Give every record below again with each "produce" switched to "draw" and nothing else changed. Leave the pictures out.

— start Given entries —

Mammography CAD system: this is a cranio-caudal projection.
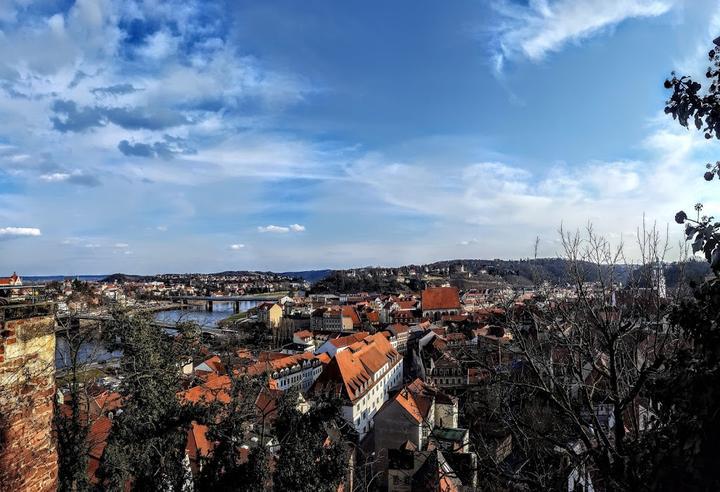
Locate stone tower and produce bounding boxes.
[0,292,58,492]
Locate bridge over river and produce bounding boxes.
[167,294,284,314]
[55,313,242,337]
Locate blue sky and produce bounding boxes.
[0,0,720,275]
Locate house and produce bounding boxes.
[425,352,467,388]
[293,330,314,345]
[375,379,458,450]
[387,446,463,492]
[257,302,282,328]
[315,331,370,357]
[193,355,225,377]
[421,287,461,320]
[313,333,403,440]
[246,352,323,391]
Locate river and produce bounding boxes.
[55,301,261,369]
[155,301,261,328]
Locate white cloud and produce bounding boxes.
[258,224,305,234]
[40,173,70,183]
[0,227,42,237]
[493,0,677,67]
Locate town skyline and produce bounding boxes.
[0,0,720,275]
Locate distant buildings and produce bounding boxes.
[421,287,461,320]
[313,333,403,439]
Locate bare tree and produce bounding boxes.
[468,223,678,490]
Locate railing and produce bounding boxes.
[0,285,55,323]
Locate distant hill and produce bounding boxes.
[101,273,153,284]
[279,270,333,284]
[311,258,710,293]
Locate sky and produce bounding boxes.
[0,0,720,275]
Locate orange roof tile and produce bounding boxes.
[180,375,232,403]
[422,287,460,311]
[316,333,400,401]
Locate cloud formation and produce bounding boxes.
[493,0,676,71]
[0,227,42,238]
[258,224,305,234]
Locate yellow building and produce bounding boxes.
[258,302,282,328]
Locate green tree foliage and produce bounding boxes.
[273,389,348,492]
[637,279,720,491]
[99,312,197,491]
[665,45,720,275]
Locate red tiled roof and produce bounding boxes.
[180,375,232,403]
[329,331,370,348]
[294,330,312,340]
[342,306,362,328]
[396,301,417,310]
[315,333,399,401]
[422,287,460,311]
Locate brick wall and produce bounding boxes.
[0,316,57,492]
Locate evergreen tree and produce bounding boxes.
[99,312,197,491]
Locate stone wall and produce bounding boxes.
[0,316,58,492]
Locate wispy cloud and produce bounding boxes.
[0,227,42,238]
[493,0,677,71]
[258,224,305,234]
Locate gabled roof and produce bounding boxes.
[422,287,460,311]
[328,331,370,348]
[195,355,225,375]
[342,306,362,328]
[180,375,232,403]
[315,333,399,402]
[293,330,312,340]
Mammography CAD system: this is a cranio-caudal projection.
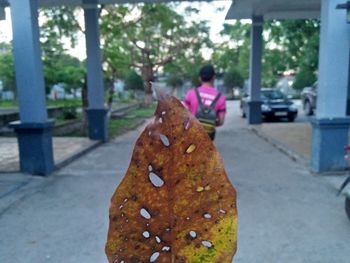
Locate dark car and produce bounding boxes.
[240,89,298,121]
[300,82,317,116]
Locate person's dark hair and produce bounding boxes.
[199,65,215,82]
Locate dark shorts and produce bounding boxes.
[208,132,215,141]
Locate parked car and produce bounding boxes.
[240,88,298,122]
[300,82,317,116]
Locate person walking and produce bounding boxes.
[184,65,226,140]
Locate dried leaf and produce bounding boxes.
[106,95,237,263]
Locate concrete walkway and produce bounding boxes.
[0,102,350,263]
[0,137,100,172]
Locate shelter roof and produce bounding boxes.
[226,0,321,20]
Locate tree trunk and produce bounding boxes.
[81,74,89,134]
[141,66,154,107]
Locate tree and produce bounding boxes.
[0,43,16,96]
[101,4,212,105]
[224,68,244,89]
[265,19,320,89]
[125,70,143,90]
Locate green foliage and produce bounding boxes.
[224,68,244,89]
[125,70,143,90]
[213,20,320,88]
[265,19,320,89]
[101,4,210,92]
[0,43,16,92]
[293,68,317,90]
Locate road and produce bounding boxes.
[0,102,350,263]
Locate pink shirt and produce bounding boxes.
[184,86,226,116]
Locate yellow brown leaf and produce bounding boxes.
[106,95,237,263]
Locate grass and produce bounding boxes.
[108,118,143,138]
[128,104,156,118]
[0,101,17,108]
[108,104,156,138]
[0,99,82,107]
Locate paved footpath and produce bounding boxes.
[0,103,350,263]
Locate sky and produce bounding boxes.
[0,0,232,59]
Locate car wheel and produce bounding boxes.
[345,196,350,220]
[304,100,314,116]
[288,115,297,122]
[241,107,247,118]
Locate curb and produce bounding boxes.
[54,141,105,172]
[248,126,310,170]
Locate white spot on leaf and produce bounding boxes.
[162,246,170,251]
[149,252,159,262]
[140,208,151,219]
[202,240,213,248]
[203,213,211,219]
[184,119,191,131]
[186,144,196,153]
[159,134,170,147]
[190,230,197,238]
[142,231,150,238]
[148,172,164,187]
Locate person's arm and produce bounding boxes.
[216,113,225,126]
[184,90,191,110]
[216,95,226,126]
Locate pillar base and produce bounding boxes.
[311,118,350,173]
[247,101,262,124]
[10,120,55,175]
[86,109,108,141]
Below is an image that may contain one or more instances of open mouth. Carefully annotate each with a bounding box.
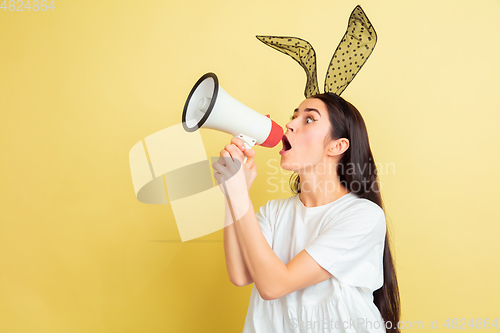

— end Given entries —

* **Finished task**:
Mammography CAD system: this is a cranio-caudal projection.
Locate stone tower and draw bounding boxes.
[0,292,58,492]
Locate bridge over river and draw bounding boxes.
[167,294,284,314]
[55,313,242,337]
Locate blue sky and draw bounding boxes.
[0,0,720,275]
Locate house and draw bounding boxes.
[425,352,467,388]
[293,330,314,345]
[375,379,458,450]
[387,446,463,492]
[257,302,282,328]
[315,331,370,357]
[193,355,225,377]
[421,287,461,320]
[313,333,403,440]
[246,352,323,391]
Locate river and draw bounding boxes.
[55,301,261,369]
[155,301,261,328]
Locate white cloud and draw bounding boxes.
[258,224,305,234]
[40,173,70,183]
[0,227,42,237]
[493,0,677,67]
Locate town skyline and draw bounding boxes.
[0,0,720,275]
Locate distant buildings and draw bounding boxes.
[421,287,461,320]
[313,333,403,439]
Locate bare tree and draw bounding boxes.
[468,223,678,490]
Locate railing and draw bounding boxes.
[0,285,55,323]
Locate distant hill and draw bounding boxes.
[101,273,153,284]
[279,270,333,284]
[311,258,710,293]
Locate sky and draw bounding boxes.
[0,0,720,275]
Locate orange roof tile and draw bounding boxes.
[180,375,232,403]
[422,287,460,311]
[316,333,400,401]
Locate cloud formation and draw bounding boxes.
[493,0,676,71]
[0,227,42,238]
[258,224,305,234]
Locate yellow building and draw bounding boxes.
[258,302,282,328]
Locate green tree foliage and draw bounding boxes.
[273,389,348,492]
[637,279,720,491]
[99,312,197,491]
[665,45,720,275]
Locate red tiled roof and draw bounding boxes.
[180,375,232,403]
[329,331,370,348]
[294,330,312,340]
[342,306,362,328]
[396,301,417,310]
[315,333,399,401]
[422,287,460,311]
Locate brick wall and draw bounding boxes.
[0,316,57,492]
Locate evergreen tree and draw bounding boxes.
[99,312,197,491]
Locate stone wall and draw bounding boxes.
[0,316,58,492]
Locate wispy cloud and draw bounding boxes.
[0,227,42,238]
[493,0,677,71]
[258,224,305,234]
Locate gabled roof and draw bounding boxes.
[422,287,460,311]
[328,331,370,348]
[195,355,225,375]
[342,306,362,328]
[180,375,232,403]
[315,333,399,402]
[293,330,312,340]
Mammography CAD system: this is a cranio-caudal projection.
Locate dark car and draw bounding boxes.
[240,89,298,121]
[300,82,317,116]
Locate person's dark hair and draw bounding boxes.
[199,65,215,82]
Locate dark shorts and draw bounding boxes.
[208,132,215,141]
Locate parked car and draw bounding boxes.
[240,88,298,122]
[300,82,317,116]
Locate person walking and draw bounding boxes.
[184,65,226,140]
Locate dried leaf and draw bounding boxes.
[106,95,237,263]
Locate concrete walkway and draw bounding boxes.
[0,102,350,263]
[0,137,100,172]
Locate shelter roof and draw bounding boxes.
[226,0,321,20]
Locate tree trunk and draw bounding boxes.
[81,74,89,134]
[141,66,154,107]
Locate tree and draw bounding boxes.
[0,43,16,96]
[101,4,212,105]
[224,68,244,89]
[265,19,320,89]
[125,70,143,90]
Locate green foliage and draw bounding boxes.
[224,68,244,89]
[125,70,143,90]
[213,20,320,88]
[265,19,320,89]
[101,4,210,92]
[0,43,16,92]
[293,68,317,90]
Locate road and draw bounding boxes.
[0,102,350,263]
Locate pink shirt and draw bounding boxes.
[184,86,226,116]
Locate yellow brown leaf and draw bounding boxes.
[106,95,237,263]
Locate grass and draw bounding boxes.
[108,118,143,138]
[128,104,156,118]
[0,101,17,108]
[108,104,156,138]
[0,99,82,107]
Locate paved footpath and draw bounding boxes.
[0,103,350,263]
Locate sky and draw bounding boxes.
[0,0,232,59]
Locate car wheel and draw bounding boxes.
[345,196,350,220]
[304,100,314,116]
[288,115,297,122]
[241,107,247,118]
Locate curb and draw bounding boxes.
[54,141,105,172]
[248,126,310,170]
Locate white spot on leaf and draw bounding boxes.
[162,246,170,251]
[149,252,159,262]
[140,208,151,219]
[202,240,213,248]
[203,213,211,219]
[184,119,191,131]
[186,144,196,153]
[159,134,170,147]
[190,230,197,238]
[142,231,150,238]
[148,172,164,187]
Locate person's arm and draw bounding boxes.
[216,113,225,126]
[184,90,191,110]
[216,95,226,126]
Locate pillar base and draw bounding boxes.
[311,118,350,173]
[247,101,262,124]
[10,120,55,175]
[86,109,108,141]
Below is an image that may contain one or more instances of open mouth. Carefully annotate each with a bounding box.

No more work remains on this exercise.